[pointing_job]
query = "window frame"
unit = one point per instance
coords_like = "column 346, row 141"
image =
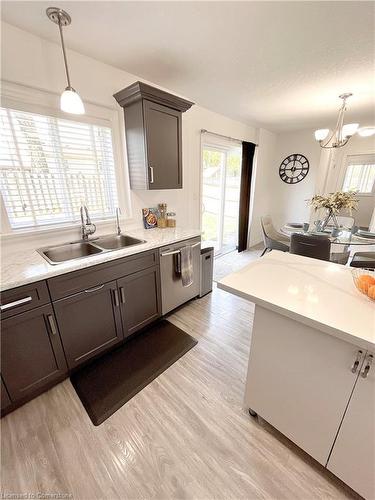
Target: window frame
column 347, row 164
column 215, row 143
column 27, row 99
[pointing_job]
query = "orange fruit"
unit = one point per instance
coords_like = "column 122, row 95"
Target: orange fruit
column 371, row 292
column 364, row 282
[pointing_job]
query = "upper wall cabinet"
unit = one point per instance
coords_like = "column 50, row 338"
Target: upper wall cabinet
column 153, row 128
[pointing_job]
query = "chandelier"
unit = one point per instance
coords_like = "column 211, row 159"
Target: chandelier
column 341, row 133
column 70, row 100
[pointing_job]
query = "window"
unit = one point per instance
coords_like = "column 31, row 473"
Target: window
column 50, row 166
column 221, row 177
column 360, row 174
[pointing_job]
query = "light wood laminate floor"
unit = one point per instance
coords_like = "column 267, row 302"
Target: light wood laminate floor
column 185, row 436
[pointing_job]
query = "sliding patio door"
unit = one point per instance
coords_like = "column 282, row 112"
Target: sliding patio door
column 221, row 176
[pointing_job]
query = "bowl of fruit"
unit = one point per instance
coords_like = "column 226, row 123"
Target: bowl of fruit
column 364, row 280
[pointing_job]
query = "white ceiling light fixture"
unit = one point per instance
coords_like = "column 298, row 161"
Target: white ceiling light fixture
column 366, row 131
column 70, row 101
column 341, row 133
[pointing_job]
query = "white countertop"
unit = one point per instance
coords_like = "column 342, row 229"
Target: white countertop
column 316, row 293
column 27, row 266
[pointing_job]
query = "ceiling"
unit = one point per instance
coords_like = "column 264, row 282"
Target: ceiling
column 280, row 65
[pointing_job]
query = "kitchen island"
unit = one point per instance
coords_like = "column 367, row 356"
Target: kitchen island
column 310, row 371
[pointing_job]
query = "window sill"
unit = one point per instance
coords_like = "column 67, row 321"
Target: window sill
column 58, row 230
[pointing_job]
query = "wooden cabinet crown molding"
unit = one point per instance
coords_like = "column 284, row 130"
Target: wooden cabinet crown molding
column 140, row 90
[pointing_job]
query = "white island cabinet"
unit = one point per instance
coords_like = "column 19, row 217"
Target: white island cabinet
column 310, row 371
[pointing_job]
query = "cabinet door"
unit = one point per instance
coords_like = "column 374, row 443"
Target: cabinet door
column 31, row 355
column 299, row 380
column 89, row 322
column 353, row 455
column 140, row 299
column 5, row 399
column 163, row 139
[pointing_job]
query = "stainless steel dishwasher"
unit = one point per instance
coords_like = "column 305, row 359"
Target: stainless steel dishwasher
column 173, row 294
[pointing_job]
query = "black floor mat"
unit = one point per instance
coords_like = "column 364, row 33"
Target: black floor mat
column 109, row 382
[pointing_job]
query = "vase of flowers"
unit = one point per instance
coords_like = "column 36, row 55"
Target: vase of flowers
column 334, row 203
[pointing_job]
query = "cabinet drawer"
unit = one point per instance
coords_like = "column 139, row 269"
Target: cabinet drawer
column 71, row 283
column 31, row 353
column 24, row 298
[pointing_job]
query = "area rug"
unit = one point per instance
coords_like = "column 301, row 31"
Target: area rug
column 107, row 383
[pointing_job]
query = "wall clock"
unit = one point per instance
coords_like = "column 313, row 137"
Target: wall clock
column 294, row 168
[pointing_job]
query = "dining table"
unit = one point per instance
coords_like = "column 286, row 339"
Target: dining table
column 341, row 236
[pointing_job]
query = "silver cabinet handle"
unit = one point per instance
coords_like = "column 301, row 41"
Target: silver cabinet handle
column 173, row 252
column 367, row 367
column 95, row 289
column 16, row 303
column 151, row 174
column 356, row 362
column 52, row 324
column 115, row 295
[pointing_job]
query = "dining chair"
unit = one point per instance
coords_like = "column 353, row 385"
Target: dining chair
column 366, row 260
column 273, row 240
column 314, row 246
column 344, row 221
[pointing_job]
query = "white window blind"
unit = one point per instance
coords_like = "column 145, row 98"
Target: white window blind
column 50, row 166
column 360, row 174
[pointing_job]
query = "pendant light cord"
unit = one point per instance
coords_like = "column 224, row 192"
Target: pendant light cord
column 64, row 53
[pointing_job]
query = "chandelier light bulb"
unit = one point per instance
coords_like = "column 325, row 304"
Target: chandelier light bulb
column 366, row 131
column 321, row 134
column 349, row 129
column 70, row 102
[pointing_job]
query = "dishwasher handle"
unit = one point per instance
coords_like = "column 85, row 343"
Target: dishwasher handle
column 174, row 252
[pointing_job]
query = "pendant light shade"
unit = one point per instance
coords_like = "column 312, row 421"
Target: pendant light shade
column 321, row 134
column 349, row 129
column 70, row 101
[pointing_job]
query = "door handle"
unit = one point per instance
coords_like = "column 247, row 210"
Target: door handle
column 95, row 289
column 51, row 323
column 151, row 174
column 115, row 296
column 16, row 303
column 356, row 362
column 367, row 367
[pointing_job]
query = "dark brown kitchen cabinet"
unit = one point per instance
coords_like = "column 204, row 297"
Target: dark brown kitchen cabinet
column 89, row 322
column 140, row 299
column 153, row 128
column 31, row 352
column 5, row 399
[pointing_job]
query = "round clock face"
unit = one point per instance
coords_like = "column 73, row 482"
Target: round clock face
column 294, row 168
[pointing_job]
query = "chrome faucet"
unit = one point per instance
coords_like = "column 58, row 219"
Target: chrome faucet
column 118, row 212
column 87, row 227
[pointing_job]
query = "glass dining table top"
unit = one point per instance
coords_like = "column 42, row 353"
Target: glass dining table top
column 344, row 237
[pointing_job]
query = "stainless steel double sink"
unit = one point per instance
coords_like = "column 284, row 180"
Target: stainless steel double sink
column 81, row 249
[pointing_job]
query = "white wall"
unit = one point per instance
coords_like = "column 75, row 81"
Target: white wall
column 272, row 196
column 34, row 62
column 337, row 168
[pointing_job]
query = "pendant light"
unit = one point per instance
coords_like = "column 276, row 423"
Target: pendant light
column 70, row 101
column 342, row 133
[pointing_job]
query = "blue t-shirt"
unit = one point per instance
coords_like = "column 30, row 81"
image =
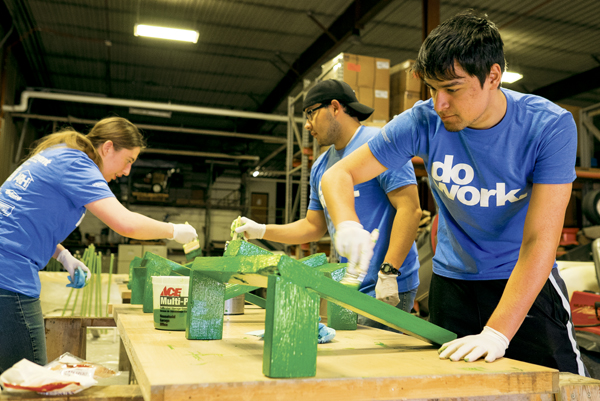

● ● ● ●

* **Requirement**: What belongs in the answer is each line above, reproduced exactly, and no picture.

* **Your solution**:
[pointing_job]
query = "window frame"
unit = one point per instance
coords_like = "column 346, row 141"
image =
Target: window frame
column 347, row 164
column 215, row 143
column 27, row 99
[pointing_job]
query = "orange fruit"
unit = one point per instance
coords_like = "column 122, row 95"
Target: orange fruit
column 371, row 292
column 364, row 282
[pointing_job]
query = "upper wall cabinet"
unit = one point per instance
coords_like = "column 50, row 338"
Target: upper wall cabinet
column 153, row 128
[pointing_job]
query = "chandelier"
unit = one point per instance
coords_like = "column 211, row 159"
Target: chandelier
column 341, row 133
column 70, row 100
[pointing_job]
query = "window"
unit = one point per instance
coords_like = "column 31, row 473"
Target: window
column 50, row 166
column 221, row 177
column 360, row 174
[pointing_job]
query = "light wood laminate floor"
unit = one point per instance
coords_like = "column 267, row 302"
Target: light wood laminate floor
column 185, row 436
[pointing_job]
query = "sliding patio door"
unit = one point per instance
coords_like = "column 282, row 112"
Target: sliding patio door
column 221, row 176
[pointing_job]
query = "bowl of fruit"
unit = one point per instance
coords_like = "column 226, row 123"
Target: bowl of fruit
column 364, row 280
[pointing_job]
query = "white ceiling light fixture"
unit = one point per instance
coords_like = "column 298, row 161"
Target: white ceiling light fixture
column 366, row 131
column 70, row 101
column 341, row 133
[pointing_job]
query = "white countertop"
unit = one point per instance
coords_like = "column 342, row 229"
Target: white countertop
column 316, row 293
column 27, row 266
[pointing_job]
query = "ceiling"
unit = one point per instance
coords_like = "column 264, row 282"
Target: ceiling
column 280, row 65
[pointing_job]
query = "kitchen island"
unit = one point per instance
coords_like = "column 367, row 356"
Target: kitchen island
column 310, row 371
[pointing_job]
query = "window sill"
unit = one point per instance
coords_like = "column 67, row 321"
Target: window sill
column 58, row 230
[pointing_job]
query = "wooden cabinet crown molding"
unit = one point per instance
coords_like = "column 284, row 130"
Target: wooden cabinet crown molding
column 140, row 90
[pointing_job]
query = "white island cabinet"
unit = one point per instance
coords_like = "column 19, row 217"
Target: white island cabinet
column 310, row 371
[pointing_job]
query = "cabinet door"
unit = one point per instance
coords_like = "column 374, row 443"
Target: cabinet door
column 31, row 355
column 299, row 380
column 89, row 322
column 353, row 455
column 140, row 299
column 5, row 399
column 163, row 139
[pointing_job]
query = "stainless steel dishwasher"
unit = one point per instance
coords_like = "column 305, row 359"
Target: stainless steel dishwasher
column 173, row 294
[pointing_job]
query = "black floor mat"
unit = one point per instance
coords_like = "column 364, row 33"
Target: black floor mat
column 109, row 382
[pointing_job]
query = "vase of flowers"
unit = one point per instance
coords_like = "column 36, row 55"
Target: vase of flowers
column 334, row 203
[pointing_job]
query = "cabinet drawer"
unit = one point per instance
coords_like = "column 139, row 269"
Target: cabinet drawer
column 71, row 283
column 31, row 353
column 24, row 298
[pointing_job]
query = "area rug"
unit = one point per instance
coords_like = "column 301, row 31"
Target: area rug
column 107, row 383
[pointing_job]
query = "wall clock"
unit = one point per instance
coords_like = "column 313, row 137"
Target: wall clock
column 294, row 168
[pointing_job]
query = "dining table"
unit = one point per instance
coords_like = "column 286, row 339"
Target: dining table
column 341, row 236
[pointing_job]
query = "silver cabinet handle"
unit = one point per instance
coords_like = "column 301, row 41"
Target: silver cabinet handle
column 173, row 252
column 367, row 367
column 95, row 289
column 16, row 303
column 151, row 174
column 356, row 362
column 52, row 324
column 115, row 295
[pointing_job]
query = "dining chair"
unit = one point per instance
coords_like = "column 353, row 385"
Target: dining chair
column 366, row 260
column 273, row 240
column 314, row 246
column 344, row 221
[pointing_job]
query = "white window blind"
unit = one point per instance
coords_like = "column 145, row 98"
Target: white window blind
column 50, row 166
column 360, row 174
[pointing_job]
query = "pendant light cord"
unit = one point per instance
coords_like = "column 224, row 192"
Target: pendant light cord
column 64, row 53
[pointing_job]
query = "chandelier light bulb"
unit = one point per instance
coords_like = "column 325, row 304"
Target: chandelier light bulb
column 366, row 131
column 321, row 134
column 349, row 129
column 70, row 102
[pointing_job]
query = "dishwasher handle"
unit = one point per instance
coords_like = "column 85, row 343"
Target: dishwasher handle
column 174, row 252
[pointing_job]
query = "pendant light shade"
unit = one point per instance
coords_like = "column 312, row 421"
Target: pendant light shade
column 321, row 134
column 349, row 129
column 70, row 101
[pointing_job]
query = "door handle"
unit = one point per instance
coords_like = "column 247, row 210"
Target: door handle
column 95, row 289
column 51, row 323
column 151, row 174
column 115, row 296
column 16, row 303
column 356, row 362
column 367, row 367
[pointing_job]
query = "dark brown kitchen cabinet"
unit = one point per instance
coords_like = "column 204, row 297"
Target: dark brown kitchen cabinet
column 89, row 322
column 140, row 299
column 153, row 128
column 31, row 352
column 5, row 399
[pointing_job]
query = "round clock face"
unit = one point per instance
coords_like = "column 73, row 482"
Target: round clock face
column 294, row 168
[pointing_job]
query = "chrome faucet"
unit = one point per instance
coords_like = "column 58, row 219"
Target: chrome faucet
column 118, row 212
column 87, row 227
[pointing_job]
query = "glass dining table top"
unit = one point per instance
coords_like = "column 42, row 353"
Target: glass dining table top
column 344, row 237
[pointing_job]
query = "stainless steel double sink"
unit = one point per instance
coords_like = "column 284, row 180"
Target: stainless steel double sink
column 81, row 249
[pointing_job]
query = "white wall"
unit = one point per instance
coords_like = "column 75, row 81"
Target: white wall
column 272, row 196
column 34, row 62
column 337, row 168
[pointing_job]
query = "pendant light"
unit = one point per instance
coords_like = "column 276, row 423"
Target: pendant light
column 70, row 101
column 342, row 133
[pointing_job]
query = "blue t-shirt"
unit = one point per instance
coords_like = "column 30, row 81"
image =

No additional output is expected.